═════ DATASET EXCERPTS

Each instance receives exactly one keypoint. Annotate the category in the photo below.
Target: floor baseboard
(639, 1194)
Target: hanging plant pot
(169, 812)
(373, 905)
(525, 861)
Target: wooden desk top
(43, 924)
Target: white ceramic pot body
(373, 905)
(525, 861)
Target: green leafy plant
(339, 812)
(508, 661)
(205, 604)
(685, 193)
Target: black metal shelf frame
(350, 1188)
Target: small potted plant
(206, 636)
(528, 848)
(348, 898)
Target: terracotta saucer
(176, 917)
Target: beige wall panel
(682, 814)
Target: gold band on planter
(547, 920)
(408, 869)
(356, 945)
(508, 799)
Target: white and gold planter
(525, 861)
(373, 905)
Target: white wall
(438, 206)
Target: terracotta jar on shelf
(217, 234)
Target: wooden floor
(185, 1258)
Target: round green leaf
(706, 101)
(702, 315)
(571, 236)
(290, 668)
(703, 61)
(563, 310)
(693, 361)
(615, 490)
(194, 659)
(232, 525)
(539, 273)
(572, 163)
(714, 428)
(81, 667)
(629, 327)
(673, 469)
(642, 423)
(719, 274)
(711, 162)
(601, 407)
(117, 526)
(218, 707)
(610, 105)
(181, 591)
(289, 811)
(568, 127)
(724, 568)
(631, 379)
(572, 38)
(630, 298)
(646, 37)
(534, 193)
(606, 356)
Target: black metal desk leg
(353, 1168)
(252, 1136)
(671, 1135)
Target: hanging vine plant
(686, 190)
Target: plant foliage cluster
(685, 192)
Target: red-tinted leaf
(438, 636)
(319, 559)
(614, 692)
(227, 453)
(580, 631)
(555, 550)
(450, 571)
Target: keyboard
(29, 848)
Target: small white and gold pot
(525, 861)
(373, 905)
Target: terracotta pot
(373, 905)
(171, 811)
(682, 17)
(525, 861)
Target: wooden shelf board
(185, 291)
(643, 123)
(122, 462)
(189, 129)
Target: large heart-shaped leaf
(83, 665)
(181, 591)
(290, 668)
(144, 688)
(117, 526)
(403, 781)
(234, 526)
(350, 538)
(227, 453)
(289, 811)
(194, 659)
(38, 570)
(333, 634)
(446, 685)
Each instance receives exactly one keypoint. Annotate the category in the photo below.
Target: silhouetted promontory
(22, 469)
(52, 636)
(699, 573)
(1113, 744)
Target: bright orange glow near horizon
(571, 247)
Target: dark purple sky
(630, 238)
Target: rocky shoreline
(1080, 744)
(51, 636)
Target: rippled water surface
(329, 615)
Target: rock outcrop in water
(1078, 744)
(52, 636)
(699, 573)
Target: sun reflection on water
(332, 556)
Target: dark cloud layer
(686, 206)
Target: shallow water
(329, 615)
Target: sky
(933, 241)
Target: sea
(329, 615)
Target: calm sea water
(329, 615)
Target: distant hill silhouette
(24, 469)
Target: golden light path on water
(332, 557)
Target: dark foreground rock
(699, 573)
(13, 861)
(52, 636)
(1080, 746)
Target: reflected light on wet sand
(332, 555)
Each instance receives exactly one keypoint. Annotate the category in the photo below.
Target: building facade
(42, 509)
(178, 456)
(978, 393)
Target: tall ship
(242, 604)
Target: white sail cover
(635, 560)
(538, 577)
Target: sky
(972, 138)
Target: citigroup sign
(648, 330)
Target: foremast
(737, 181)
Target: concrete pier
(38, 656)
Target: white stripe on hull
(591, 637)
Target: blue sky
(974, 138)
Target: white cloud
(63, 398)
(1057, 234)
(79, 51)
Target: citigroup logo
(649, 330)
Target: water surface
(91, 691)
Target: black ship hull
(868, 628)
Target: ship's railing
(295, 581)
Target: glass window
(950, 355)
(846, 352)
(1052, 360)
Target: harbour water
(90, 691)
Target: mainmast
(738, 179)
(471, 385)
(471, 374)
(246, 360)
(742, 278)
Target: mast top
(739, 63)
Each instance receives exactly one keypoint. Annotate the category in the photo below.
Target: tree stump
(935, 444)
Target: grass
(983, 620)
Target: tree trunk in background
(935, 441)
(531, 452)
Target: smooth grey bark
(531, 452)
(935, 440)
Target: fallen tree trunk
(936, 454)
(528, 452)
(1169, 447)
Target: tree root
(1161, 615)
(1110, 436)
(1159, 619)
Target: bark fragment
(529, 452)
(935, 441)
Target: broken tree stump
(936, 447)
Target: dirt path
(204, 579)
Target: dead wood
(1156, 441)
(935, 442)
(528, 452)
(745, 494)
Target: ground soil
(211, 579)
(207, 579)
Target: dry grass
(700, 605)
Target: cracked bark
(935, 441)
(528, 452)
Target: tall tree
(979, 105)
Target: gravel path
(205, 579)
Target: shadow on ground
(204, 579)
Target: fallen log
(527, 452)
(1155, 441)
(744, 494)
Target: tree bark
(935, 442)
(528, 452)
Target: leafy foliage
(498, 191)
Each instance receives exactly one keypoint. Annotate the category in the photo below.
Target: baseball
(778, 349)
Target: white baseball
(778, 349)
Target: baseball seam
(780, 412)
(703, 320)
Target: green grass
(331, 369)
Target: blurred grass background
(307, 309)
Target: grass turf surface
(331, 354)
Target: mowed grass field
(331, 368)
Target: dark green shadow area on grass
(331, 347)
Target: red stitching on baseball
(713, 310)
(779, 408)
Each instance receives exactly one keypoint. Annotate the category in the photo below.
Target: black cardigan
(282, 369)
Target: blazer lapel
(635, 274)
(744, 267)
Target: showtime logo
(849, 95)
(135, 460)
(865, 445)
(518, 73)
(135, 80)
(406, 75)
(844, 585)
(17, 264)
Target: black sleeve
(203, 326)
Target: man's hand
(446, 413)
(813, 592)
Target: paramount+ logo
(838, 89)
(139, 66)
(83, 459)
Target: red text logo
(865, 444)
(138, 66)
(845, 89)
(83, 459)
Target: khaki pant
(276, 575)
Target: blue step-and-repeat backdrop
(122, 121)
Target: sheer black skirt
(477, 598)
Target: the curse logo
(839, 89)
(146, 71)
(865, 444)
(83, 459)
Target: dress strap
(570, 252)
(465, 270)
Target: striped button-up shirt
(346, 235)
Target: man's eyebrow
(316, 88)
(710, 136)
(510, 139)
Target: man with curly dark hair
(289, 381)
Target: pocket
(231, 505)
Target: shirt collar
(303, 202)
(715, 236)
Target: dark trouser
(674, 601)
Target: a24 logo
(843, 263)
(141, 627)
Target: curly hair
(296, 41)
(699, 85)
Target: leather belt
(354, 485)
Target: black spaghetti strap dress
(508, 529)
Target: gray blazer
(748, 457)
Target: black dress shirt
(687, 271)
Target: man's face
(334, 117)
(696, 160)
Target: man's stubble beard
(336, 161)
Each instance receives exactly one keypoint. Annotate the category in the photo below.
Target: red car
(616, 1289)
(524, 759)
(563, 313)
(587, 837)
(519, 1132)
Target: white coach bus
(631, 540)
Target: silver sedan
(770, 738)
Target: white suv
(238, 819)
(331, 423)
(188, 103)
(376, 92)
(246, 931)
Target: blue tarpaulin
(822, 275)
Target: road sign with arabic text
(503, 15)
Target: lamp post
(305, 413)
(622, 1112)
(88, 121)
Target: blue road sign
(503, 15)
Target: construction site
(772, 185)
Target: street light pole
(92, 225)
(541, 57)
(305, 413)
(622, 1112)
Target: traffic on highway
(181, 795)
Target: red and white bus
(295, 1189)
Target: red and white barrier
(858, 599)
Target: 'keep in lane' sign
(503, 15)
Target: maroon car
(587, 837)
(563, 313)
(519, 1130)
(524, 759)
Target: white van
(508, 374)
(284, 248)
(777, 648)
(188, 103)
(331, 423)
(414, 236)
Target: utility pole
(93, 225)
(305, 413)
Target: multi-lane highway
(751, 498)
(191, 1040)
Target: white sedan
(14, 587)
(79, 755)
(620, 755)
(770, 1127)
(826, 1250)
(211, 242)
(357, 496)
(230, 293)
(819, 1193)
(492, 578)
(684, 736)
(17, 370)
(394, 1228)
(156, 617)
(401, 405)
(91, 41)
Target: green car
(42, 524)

══════════

_INSTRUCTIONS FOR THE TASK:_ Everything from the line containing "Target: man's face" through the last line of the records must be given again exactly; leave out all other lines.

_TASK RESULT:_
Target: man's face
(334, 117)
(696, 160)
Target: man's stubble beard
(336, 161)
Each instance receives exactly one keypoint. Annotate the category in the photo below.
Target: red car
(616, 1289)
(524, 759)
(563, 313)
(587, 837)
(519, 1132)
Target: white coach bus
(631, 540)
Target: silver sedan
(770, 738)
Target: white suv
(238, 819)
(331, 423)
(188, 103)
(376, 92)
(246, 931)
Target: blue tarpaulin
(822, 275)
Target: road sign with arabic text
(503, 15)
Target: lamp post
(305, 413)
(622, 1112)
(88, 121)
Target: blue road sign
(503, 15)
Target: construction site
(772, 185)
Target: street light pole
(92, 225)
(541, 57)
(305, 413)
(622, 1112)
Target: traffic on highway
(181, 795)
Target: red and white bus
(295, 1189)
Target: red and white barrier
(858, 599)
Target: 'keep in lane' sign
(503, 15)
Target: maroon car
(587, 837)
(563, 313)
(519, 1130)
(524, 759)
Target: white van
(508, 374)
(284, 248)
(777, 648)
(188, 103)
(331, 423)
(414, 236)
Target: utility pole
(93, 225)
(305, 413)
Target: multi-lane highway
(751, 498)
(191, 1040)
Target: white sedan
(14, 587)
(79, 755)
(620, 755)
(770, 1127)
(826, 1250)
(211, 242)
(357, 496)
(230, 293)
(819, 1193)
(492, 578)
(684, 736)
(17, 370)
(394, 1228)
(156, 617)
(401, 405)
(91, 41)
Target: green car
(42, 524)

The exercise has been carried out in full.